_EXERCISE DATA_
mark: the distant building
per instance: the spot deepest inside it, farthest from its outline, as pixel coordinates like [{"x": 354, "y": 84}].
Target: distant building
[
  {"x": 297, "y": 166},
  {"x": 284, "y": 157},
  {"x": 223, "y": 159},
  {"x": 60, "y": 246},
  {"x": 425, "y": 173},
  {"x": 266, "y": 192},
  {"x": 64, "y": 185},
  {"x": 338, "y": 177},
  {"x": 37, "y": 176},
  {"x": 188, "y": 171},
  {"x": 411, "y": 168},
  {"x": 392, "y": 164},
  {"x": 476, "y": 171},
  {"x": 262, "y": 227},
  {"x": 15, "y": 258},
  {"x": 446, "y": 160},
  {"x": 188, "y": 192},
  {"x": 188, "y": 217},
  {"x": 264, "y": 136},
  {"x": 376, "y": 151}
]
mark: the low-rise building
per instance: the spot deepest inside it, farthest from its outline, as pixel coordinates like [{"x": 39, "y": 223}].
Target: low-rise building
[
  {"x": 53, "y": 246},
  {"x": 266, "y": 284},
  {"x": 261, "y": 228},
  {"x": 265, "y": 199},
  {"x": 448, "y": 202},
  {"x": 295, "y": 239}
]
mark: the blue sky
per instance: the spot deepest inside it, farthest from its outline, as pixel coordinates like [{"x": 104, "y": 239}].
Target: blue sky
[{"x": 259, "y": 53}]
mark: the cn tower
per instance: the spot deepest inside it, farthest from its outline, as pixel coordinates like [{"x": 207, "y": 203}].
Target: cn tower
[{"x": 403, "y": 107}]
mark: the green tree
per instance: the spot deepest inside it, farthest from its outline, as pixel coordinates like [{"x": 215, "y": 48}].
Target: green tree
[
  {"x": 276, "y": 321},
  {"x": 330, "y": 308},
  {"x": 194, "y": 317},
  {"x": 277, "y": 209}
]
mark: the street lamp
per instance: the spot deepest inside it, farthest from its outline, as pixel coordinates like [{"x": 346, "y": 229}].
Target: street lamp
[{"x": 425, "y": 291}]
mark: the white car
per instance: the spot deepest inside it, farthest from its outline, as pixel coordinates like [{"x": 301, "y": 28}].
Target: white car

_EXERCISE DIRECTIONS_
Scan the data above for the word "mark". Copy every line in which it is found.

_RESPONSE FOR THIS EXERCISE_
mark: the distant building
mark: the low-rise building
mark: the blue sky
mark: the cn tower
mark: the green tree
mark: the street lamp
mark: the white car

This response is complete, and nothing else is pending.